▶ [Short exercise] Please copy the listing below word for word, leaving out the images.

(Entries from a pointing dataset)
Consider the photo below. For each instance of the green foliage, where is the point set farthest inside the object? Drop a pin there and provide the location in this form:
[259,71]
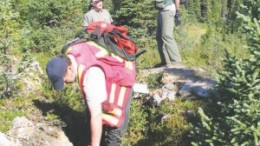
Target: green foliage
[137,125]
[233,117]
[9,66]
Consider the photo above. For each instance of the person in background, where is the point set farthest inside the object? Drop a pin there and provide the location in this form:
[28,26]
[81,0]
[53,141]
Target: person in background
[97,13]
[106,83]
[168,14]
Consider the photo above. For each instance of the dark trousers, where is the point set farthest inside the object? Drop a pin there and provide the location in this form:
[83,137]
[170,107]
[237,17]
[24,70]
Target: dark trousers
[112,136]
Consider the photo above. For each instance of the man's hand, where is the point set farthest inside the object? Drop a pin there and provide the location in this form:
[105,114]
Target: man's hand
[177,18]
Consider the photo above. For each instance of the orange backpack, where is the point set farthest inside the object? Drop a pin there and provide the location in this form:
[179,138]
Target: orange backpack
[114,38]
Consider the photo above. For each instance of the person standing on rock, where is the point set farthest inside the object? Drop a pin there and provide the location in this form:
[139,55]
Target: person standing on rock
[97,13]
[168,13]
[106,82]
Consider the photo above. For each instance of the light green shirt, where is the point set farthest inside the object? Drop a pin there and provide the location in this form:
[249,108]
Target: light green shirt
[93,15]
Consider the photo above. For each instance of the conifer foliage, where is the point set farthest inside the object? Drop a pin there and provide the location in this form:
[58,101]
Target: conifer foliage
[233,117]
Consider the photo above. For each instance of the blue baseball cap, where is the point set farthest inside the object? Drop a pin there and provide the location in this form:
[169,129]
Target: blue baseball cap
[55,70]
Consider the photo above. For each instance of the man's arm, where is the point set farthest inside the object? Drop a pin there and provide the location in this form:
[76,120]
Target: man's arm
[95,123]
[177,4]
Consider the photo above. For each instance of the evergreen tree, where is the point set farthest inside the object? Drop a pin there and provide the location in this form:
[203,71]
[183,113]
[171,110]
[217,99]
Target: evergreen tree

▶ [Reply]
Consider the photo below. For each instance of the green foliage, where is the point set farthest inside the object? Drop a pin there and provide the location in this form:
[259,71]
Target: green foliage
[137,125]
[233,117]
[9,66]
Consider the photo above. For each instance of the person in background, where is the point set farthest inside the object? Drop a pin there and provide the location in this form:
[28,26]
[81,0]
[53,141]
Target: person in background
[97,13]
[106,83]
[168,14]
Consider the photo above. For each instance of the dark trousers, where is the point set farthest inside the object? Drop a pin there and provide the location in this form:
[83,137]
[170,107]
[237,17]
[24,70]
Target: dark trousers
[112,136]
Consider the photo above. For each instance of the man's hand, where is the point set farthest inside the object? Drop a pin there and provide the location in this form:
[105,114]
Target: man's hand
[177,18]
Consider the photo above. For each instance of the orange backpack, where is the point set farthest inside the object? Drop a pin there and provide the location in this form:
[179,138]
Target: orange backpack
[114,38]
Consider the photo above. For each instance of the person standing on rock, where is the point set farthest inside the object? Drop a pin there and provide the location in this form:
[139,55]
Target: person standing on rock
[97,13]
[168,13]
[106,82]
Consider the photo above. For each instance of the light green shirt, where is the point set farthest inside the object? Drop a pin there and provide the location in this form:
[249,108]
Target: light green shirt
[93,15]
Consider the photo above. For each instance of the conifer foliage, where is the point set farthest inside the object? Drop a pin there and provide the location in this form:
[58,101]
Target: conifer foliage
[233,117]
Consider the photo above. For each instance of the blue baseball cap, where is the point set farthest inside the object? Drop a pin there and provide the location in this form:
[169,129]
Target: blue baseball cap
[55,70]
Consider the photo above. For each instance of the man's arm, where is the point set farthest inside the object? Drop a pin there and provide the location in this form:
[76,120]
Target: man's arm
[95,123]
[177,4]
Consider the photo above. For each instance of the evergreen tree, where is the point set farthest inside the object? Drop a pin there and provide the location in this form:
[203,71]
[183,113]
[171,110]
[217,99]
Target: evergreen tree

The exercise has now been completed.